== SELECTED PASSAGE ==

President Donald Trump will visit Salt Lake City on Monday, which will mark his first appearance in the state since he became president.
Trump will visit Utah to announce the reduction of the Bears Ears and Grand Staircase-Escalante national monuments.
Sen. Orrin Hatch, R-Utah, will be with the president during his time in Utah.
"I'm thrilled the president has accepted my invitation to come to Utah to discuss critical issues that matter to my constituents," Hatch said Tuesday.
Hatch spokesman Matt Whitlock said Trump will also meet with leaders of The Church of Jesus Christ of Latter-day Saints and will tour the church’s Welfare Square.
"Sen. Hatch has arranged for the president to meet with LDS Church leadership and to see the incredible work taking place at Welfare Square," Whitlock said. "In the past, Sen. Hatch has arranged similar visits for presidents and takes great pride in showcasing this iconic facility."
We’ve collected stories about past presidents who have visited the Beehive State. Take a look below.
President Ulysses S. Grant was the first U.S. president to visit Utah Territory. He made his visit in 1875. Utah became a state in 1896.
President Rutherford B. Hayes was the last president to visit Utah before it became a state. Read his two speeches to the Beehive State.

===
== RECORDS SUPPLIED ==

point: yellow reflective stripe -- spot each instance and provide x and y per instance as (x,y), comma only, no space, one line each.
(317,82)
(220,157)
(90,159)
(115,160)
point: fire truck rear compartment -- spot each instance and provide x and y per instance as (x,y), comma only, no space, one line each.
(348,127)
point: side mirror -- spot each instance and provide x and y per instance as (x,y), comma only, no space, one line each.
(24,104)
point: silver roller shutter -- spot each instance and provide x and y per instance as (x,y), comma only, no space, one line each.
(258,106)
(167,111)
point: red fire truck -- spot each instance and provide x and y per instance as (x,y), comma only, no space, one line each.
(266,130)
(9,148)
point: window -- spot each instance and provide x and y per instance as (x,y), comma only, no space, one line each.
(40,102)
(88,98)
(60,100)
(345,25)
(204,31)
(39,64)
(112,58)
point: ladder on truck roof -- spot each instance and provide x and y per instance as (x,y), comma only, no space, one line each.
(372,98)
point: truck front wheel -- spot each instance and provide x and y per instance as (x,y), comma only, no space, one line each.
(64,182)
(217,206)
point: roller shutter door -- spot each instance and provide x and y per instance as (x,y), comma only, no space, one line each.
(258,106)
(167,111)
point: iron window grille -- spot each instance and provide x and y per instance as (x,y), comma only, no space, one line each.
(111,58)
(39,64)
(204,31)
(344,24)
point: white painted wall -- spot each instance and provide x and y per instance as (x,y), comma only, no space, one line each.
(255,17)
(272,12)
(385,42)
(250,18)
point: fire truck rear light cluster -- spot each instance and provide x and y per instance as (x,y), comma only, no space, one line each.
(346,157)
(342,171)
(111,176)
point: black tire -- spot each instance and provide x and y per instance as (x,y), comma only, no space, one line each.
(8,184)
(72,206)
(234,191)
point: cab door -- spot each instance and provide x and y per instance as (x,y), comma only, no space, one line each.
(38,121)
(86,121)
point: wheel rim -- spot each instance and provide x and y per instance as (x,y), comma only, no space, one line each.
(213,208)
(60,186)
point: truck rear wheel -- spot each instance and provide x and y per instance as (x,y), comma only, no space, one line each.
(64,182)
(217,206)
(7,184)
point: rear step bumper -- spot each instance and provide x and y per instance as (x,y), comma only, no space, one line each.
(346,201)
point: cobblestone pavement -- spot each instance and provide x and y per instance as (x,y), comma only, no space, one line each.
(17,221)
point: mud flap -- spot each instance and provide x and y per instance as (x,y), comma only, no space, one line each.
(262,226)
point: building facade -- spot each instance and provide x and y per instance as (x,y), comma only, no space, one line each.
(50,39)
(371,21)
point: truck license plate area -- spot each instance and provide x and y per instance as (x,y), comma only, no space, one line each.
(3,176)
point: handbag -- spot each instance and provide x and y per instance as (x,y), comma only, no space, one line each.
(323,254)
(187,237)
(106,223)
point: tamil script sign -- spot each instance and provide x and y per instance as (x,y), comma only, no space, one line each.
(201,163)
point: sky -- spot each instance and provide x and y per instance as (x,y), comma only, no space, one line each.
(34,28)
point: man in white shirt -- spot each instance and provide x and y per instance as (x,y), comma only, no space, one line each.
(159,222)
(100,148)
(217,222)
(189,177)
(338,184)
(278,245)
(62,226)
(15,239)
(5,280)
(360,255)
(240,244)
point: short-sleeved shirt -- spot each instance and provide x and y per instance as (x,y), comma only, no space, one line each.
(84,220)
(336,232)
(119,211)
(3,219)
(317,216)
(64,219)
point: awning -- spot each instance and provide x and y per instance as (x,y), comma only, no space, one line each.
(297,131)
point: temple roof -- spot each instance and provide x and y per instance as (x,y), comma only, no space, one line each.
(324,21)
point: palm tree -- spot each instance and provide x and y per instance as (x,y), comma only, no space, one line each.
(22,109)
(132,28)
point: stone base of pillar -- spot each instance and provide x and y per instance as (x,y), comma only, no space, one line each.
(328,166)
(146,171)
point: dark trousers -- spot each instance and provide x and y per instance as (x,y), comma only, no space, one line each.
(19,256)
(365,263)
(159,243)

===
== RECORDS SUPPLIED ==

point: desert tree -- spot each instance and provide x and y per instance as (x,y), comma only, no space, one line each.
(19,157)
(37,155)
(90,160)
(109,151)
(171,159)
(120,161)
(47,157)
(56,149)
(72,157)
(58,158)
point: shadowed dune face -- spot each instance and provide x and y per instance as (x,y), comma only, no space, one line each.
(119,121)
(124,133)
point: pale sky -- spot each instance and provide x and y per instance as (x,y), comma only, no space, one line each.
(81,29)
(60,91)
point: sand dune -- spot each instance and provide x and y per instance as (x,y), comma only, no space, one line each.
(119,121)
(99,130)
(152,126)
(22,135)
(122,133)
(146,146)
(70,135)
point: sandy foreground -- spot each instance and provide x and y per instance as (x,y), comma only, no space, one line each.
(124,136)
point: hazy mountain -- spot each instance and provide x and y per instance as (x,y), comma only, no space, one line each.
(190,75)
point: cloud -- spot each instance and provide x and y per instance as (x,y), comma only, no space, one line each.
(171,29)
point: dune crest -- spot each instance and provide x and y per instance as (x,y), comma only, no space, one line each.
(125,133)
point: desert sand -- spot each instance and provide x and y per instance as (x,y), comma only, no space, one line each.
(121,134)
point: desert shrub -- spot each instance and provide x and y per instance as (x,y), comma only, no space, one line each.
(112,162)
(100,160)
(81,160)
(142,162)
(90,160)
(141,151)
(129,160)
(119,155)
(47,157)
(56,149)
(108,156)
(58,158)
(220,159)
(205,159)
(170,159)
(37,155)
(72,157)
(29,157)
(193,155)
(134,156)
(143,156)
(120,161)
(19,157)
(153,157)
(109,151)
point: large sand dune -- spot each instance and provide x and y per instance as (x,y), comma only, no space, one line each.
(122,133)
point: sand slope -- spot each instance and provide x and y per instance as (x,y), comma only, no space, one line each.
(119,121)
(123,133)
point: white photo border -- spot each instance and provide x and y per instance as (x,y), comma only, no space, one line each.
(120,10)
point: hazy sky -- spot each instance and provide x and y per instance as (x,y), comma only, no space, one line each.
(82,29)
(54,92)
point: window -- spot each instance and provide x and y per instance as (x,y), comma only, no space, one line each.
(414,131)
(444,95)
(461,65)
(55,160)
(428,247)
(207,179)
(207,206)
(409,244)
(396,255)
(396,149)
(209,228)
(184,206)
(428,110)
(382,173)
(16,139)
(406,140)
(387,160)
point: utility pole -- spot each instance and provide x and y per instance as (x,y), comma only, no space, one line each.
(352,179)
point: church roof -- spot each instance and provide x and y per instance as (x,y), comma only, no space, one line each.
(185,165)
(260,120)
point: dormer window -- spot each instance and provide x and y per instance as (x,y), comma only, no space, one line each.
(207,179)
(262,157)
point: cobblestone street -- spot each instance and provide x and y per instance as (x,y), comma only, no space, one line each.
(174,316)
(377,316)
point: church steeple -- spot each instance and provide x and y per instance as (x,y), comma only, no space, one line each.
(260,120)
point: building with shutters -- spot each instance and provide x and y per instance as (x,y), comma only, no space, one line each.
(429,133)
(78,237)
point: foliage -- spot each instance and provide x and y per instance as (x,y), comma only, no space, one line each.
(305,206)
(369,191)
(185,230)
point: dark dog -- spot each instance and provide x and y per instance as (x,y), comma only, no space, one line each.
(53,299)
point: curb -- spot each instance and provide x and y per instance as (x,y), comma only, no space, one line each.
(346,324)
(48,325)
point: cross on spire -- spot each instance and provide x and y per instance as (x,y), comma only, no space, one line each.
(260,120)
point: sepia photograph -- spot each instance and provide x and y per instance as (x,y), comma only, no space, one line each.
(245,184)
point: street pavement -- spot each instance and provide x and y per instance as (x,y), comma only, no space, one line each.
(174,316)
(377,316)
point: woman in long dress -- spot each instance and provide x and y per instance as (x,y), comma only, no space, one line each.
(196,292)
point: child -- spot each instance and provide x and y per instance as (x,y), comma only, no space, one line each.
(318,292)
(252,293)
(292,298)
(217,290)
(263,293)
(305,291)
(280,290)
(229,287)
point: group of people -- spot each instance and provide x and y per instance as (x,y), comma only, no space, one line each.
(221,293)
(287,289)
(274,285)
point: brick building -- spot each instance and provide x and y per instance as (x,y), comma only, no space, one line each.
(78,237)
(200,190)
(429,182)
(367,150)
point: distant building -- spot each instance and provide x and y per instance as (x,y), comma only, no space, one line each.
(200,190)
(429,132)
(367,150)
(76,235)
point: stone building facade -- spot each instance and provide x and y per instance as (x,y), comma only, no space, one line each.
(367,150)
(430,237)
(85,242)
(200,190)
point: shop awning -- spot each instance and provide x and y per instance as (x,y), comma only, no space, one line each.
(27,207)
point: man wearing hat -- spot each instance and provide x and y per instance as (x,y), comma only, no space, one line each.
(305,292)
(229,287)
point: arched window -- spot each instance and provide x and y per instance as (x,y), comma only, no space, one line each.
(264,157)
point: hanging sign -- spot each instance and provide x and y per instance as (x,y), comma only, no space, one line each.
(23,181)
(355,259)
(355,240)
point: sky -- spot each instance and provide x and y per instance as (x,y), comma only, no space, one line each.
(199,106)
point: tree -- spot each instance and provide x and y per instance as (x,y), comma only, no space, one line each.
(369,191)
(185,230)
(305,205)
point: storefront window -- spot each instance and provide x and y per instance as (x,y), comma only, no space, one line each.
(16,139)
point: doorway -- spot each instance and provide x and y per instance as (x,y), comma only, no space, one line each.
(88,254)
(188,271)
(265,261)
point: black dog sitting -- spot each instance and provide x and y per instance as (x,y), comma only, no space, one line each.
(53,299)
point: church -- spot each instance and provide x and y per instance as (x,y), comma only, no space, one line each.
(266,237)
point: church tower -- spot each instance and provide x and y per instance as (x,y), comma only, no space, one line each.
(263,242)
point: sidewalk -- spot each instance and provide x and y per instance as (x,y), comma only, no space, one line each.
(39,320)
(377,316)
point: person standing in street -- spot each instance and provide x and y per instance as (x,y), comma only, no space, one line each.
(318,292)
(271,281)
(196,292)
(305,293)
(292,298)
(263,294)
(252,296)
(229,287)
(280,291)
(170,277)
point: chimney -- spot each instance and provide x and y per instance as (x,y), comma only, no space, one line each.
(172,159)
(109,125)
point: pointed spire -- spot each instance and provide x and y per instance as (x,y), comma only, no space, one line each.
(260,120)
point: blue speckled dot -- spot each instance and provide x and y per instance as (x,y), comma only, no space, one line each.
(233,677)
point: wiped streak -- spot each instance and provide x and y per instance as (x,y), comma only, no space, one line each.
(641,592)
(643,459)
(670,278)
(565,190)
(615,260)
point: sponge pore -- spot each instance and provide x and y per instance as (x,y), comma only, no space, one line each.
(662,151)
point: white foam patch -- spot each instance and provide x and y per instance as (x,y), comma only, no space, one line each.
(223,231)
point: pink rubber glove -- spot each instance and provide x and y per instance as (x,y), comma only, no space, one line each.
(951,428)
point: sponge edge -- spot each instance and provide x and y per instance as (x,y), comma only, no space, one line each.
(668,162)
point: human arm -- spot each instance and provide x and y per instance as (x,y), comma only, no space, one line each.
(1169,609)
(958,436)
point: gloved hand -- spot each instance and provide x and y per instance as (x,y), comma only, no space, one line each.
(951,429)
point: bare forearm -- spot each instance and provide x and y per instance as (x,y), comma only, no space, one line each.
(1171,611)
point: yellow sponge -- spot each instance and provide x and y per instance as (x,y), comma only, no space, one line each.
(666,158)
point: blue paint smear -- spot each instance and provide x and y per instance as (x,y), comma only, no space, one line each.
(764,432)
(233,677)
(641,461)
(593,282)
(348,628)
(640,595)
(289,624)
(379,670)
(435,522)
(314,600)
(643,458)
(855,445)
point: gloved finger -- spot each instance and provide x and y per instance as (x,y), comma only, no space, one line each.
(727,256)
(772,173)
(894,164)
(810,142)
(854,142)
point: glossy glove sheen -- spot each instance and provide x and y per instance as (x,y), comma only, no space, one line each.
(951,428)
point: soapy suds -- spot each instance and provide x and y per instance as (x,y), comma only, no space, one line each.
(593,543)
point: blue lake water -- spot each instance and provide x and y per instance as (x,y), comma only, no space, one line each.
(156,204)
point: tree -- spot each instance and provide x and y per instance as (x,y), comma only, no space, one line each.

===

TASKS TO COMPLETE
a) Rewrite the article on Trump's Utah visit from "President Donald Trump" to "church’s Welfare Square.", putting "Utah's capital" in place of "Salt Lake City".
b) Extend the article on Trump's Utah visit with the passage that would come next.

ANSWERS TO THE EXERCISES
a)
President Donald Trump will visit Utah's capital on Monday, which will mark his first appearance in the state since he became president.
Trump will visit Utah to announce the reduction of the Bears Ears and Grand Staircase-Escalante national monuments.
Sen. Orrin Hatch, R-Utah, will be with the president during his time in Utah.
"I'm thrilled the president has accepted my invitation to come to Utah to discuss critical issues that matter to my constituents," Hatch said Tuesday.
Hatch spokesman Matt Whitlock said Trump will also meet with leaders of The Church of Jesus Christ of Latter-day Saints and will tour the church’s Welfare Square.

b)
President Theodore Roosevelt visited Utah in May 1903 to defend Utah Sen. Reed Smoot, who faced questions from voters because he was a senator and a Mormon apostle.
President William Taft visited the Salt Lake Country Club, where the avid golfer hit the links and stayed at the Knutsford Hotel and Hotel Utah.
President Woodrow Wilson gave two speeches in Utah before he suffered a stroke two days after leaving. He spoke on the rear platform of his train in Ogden and at the Mormon Tabernacle in Salt Lake City.
President Warren G. Harding also went golfing while he was in Utah. He spoke at Liberty Park and traveled down to Zion National Park.
President Herbert Hoover visited Utah in 1932 while on his way to California. He encouraged Utahns to be optimistic about the economy.
President Franklin D. Roosevelt gave a short informal speech at the rear train platform in Salt Lake City, praising the Utah capital.
President John F. Kennedy visited Salt Lake City in 1959. He spoke at the Salt Lake Tabernacle in Temple Square, and he ate breakfast with LDS Church President David O. McKay.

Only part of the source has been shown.